| Description of the task |
Write out exactly the lines running from the one that contains "Target: stone lantern roof" through the end of the material.

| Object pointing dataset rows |
######
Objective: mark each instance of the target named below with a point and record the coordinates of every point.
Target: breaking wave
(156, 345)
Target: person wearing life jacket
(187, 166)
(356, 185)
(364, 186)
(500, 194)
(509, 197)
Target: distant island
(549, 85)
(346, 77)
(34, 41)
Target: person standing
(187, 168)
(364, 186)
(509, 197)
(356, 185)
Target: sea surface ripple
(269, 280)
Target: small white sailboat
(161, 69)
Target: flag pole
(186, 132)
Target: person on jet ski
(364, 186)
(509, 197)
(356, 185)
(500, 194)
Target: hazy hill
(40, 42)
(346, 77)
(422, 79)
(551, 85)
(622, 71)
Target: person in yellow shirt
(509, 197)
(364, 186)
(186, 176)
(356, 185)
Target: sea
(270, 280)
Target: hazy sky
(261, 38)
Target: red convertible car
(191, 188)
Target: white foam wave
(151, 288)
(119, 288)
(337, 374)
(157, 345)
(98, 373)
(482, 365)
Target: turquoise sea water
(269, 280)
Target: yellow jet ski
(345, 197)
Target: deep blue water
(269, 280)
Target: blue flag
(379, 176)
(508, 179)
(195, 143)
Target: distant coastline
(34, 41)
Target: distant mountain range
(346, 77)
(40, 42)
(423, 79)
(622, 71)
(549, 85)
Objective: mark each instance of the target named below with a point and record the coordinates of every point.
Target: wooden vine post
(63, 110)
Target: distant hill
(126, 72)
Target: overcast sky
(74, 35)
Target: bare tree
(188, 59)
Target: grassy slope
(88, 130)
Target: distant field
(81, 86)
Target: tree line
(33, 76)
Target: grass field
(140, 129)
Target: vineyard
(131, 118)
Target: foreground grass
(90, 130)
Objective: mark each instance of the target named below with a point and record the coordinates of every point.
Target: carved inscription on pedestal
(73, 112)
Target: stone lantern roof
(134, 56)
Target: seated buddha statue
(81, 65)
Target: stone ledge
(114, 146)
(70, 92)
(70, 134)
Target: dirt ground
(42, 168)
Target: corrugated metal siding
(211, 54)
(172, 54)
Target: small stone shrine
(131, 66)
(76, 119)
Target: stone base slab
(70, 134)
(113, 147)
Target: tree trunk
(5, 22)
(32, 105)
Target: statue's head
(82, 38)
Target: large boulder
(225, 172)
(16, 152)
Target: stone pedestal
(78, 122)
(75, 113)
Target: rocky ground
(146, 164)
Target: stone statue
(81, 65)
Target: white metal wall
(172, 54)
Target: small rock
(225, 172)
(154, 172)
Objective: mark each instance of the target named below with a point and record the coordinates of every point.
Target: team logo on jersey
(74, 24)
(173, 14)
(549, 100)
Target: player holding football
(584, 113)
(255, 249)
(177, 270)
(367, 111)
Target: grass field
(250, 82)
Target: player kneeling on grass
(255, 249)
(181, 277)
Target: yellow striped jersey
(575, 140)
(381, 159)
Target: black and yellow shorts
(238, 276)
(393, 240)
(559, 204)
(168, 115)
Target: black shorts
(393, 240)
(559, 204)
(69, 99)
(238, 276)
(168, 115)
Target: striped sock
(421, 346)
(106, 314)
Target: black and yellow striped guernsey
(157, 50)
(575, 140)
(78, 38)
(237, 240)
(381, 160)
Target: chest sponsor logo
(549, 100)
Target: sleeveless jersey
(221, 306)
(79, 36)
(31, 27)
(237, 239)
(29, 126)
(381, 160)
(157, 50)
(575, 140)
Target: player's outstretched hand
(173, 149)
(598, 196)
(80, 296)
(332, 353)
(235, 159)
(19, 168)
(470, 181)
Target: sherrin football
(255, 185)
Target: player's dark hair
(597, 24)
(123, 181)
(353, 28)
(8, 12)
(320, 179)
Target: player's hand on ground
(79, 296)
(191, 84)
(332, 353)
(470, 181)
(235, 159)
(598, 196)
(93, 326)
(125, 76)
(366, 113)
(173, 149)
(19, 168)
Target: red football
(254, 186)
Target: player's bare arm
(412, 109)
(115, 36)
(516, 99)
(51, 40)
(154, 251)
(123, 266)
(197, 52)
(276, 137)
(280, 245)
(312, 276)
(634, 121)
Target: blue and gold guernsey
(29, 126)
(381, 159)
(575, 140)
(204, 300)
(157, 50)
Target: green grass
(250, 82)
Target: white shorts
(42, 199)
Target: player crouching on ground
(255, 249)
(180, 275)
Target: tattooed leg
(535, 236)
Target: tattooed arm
######
| Response |
Target: stone lantern roof
(134, 56)
Target: seated buddha statue
(81, 65)
Target: stone ledge
(114, 146)
(70, 92)
(70, 134)
Target: dirt ground
(42, 168)
Target: corrugated metal siding
(211, 54)
(172, 54)
Target: small stone shrine
(131, 66)
(76, 119)
Target: stone base slab
(70, 134)
(113, 147)
Target: tree trunk
(5, 22)
(32, 105)
Target: statue's head
(82, 38)
Target: large boulder
(225, 172)
(16, 152)
Target: stone pedestal
(78, 122)
(75, 113)
Target: rocky ground
(146, 164)
Target: stone statue
(81, 65)
Target: white metal wall
(172, 54)
Target: small rock
(225, 172)
(154, 172)
Objective: mark each instance of the target named below with a point and record the coordinates of every point.
Target: team logo on jersey
(74, 24)
(173, 14)
(549, 100)
Target: player holding football
(584, 113)
(255, 249)
(177, 270)
(367, 111)
Target: grass field
(250, 82)
Target: player kneeling on grass
(255, 249)
(181, 277)
Target: yellow striped jersey
(575, 140)
(381, 159)
Target: black and yellow shorts
(238, 276)
(393, 240)
(559, 204)
(168, 115)
Target: black shorts
(393, 240)
(559, 204)
(69, 99)
(238, 276)
(168, 115)
Target: striped sock
(421, 346)
(106, 314)
Target: black and yellow striped guernsey
(157, 50)
(575, 140)
(78, 38)
(237, 240)
(381, 160)
Target: chest sponsor logo
(549, 100)
Target: sleeveless jersey
(221, 306)
(79, 36)
(31, 27)
(237, 239)
(29, 126)
(381, 160)
(157, 50)
(575, 140)
Target: player's outstretched hand
(173, 149)
(598, 196)
(80, 296)
(332, 353)
(235, 159)
(19, 168)
(470, 181)
Target: sherrin football
(255, 185)
Target: player's dark hair
(597, 24)
(123, 181)
(353, 28)
(8, 12)
(320, 179)
Target: player's hand on ground
(79, 296)
(191, 84)
(332, 353)
(470, 181)
(235, 159)
(598, 196)
(93, 326)
(125, 76)
(366, 113)
(173, 149)
(19, 168)
Target: red football
(254, 186)
Target: player's bare arm
(412, 109)
(115, 36)
(516, 99)
(51, 40)
(154, 251)
(123, 266)
(197, 52)
(276, 137)
(280, 245)
(312, 276)
(634, 121)
Target: blue and gold guernsey
(29, 126)
(381, 159)
(575, 140)
(204, 300)
(157, 50)
Target: green grass
(250, 82)
Target: white shorts
(42, 199)
Target: player crouching on ground
(255, 249)
(180, 275)
Target: tattooed leg
(535, 236)
Target: tattooed arm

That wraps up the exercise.